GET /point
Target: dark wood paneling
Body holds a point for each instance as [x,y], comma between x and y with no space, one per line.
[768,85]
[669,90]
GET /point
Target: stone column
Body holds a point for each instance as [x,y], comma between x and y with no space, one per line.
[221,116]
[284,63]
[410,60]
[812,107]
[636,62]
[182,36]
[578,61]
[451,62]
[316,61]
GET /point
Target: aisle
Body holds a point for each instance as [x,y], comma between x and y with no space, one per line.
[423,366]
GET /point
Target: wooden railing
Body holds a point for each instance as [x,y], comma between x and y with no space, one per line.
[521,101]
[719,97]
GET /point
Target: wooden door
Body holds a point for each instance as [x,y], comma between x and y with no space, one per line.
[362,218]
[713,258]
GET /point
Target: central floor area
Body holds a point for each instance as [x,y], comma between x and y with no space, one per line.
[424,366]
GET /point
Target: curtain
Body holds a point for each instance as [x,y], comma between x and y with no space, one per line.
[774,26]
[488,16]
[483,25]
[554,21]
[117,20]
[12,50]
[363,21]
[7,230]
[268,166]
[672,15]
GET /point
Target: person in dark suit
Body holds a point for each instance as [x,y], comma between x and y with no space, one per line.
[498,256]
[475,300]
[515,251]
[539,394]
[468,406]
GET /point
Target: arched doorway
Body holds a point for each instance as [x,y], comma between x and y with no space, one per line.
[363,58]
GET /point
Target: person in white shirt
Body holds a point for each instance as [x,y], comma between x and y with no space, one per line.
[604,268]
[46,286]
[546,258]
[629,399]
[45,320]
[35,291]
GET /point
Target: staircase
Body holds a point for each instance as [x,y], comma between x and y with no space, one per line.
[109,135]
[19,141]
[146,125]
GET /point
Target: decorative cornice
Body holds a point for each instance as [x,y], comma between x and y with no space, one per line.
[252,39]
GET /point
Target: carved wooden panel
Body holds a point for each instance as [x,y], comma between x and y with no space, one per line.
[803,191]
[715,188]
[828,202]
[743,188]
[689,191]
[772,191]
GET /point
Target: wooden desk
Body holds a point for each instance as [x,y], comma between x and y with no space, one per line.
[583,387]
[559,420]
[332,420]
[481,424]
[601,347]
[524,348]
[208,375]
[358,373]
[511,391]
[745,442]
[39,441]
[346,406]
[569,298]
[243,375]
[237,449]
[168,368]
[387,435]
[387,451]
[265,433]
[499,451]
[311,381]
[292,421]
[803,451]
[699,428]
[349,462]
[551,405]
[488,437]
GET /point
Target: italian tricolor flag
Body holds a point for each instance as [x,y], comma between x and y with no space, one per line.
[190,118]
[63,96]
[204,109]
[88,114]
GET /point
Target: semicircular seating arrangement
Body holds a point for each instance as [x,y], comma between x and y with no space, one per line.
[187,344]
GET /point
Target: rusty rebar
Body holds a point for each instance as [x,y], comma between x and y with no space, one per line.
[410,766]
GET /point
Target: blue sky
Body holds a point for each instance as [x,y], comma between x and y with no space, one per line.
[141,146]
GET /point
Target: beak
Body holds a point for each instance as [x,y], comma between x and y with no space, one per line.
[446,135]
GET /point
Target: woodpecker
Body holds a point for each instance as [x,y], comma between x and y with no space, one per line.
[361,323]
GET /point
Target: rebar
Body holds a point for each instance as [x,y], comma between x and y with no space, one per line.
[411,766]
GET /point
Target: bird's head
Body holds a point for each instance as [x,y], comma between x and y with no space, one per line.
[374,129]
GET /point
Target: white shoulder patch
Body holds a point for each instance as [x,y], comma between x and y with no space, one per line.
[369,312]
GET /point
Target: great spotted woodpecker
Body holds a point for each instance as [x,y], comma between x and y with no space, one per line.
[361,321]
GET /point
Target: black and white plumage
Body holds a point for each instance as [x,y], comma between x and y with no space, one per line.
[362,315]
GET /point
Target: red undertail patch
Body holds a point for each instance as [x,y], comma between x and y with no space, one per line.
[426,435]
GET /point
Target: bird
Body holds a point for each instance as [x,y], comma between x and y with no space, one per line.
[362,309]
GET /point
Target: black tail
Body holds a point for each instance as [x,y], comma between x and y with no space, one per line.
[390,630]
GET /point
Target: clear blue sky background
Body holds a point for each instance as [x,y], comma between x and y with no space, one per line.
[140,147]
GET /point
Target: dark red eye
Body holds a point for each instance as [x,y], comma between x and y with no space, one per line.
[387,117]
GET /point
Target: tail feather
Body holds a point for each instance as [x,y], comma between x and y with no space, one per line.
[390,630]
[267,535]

++++++++++++++++++++

**Brief**
Scan the material above for lines holding "blue" and copy each of them.

**Output of the exercise**
Target: blue sky
Target: clear blue sky background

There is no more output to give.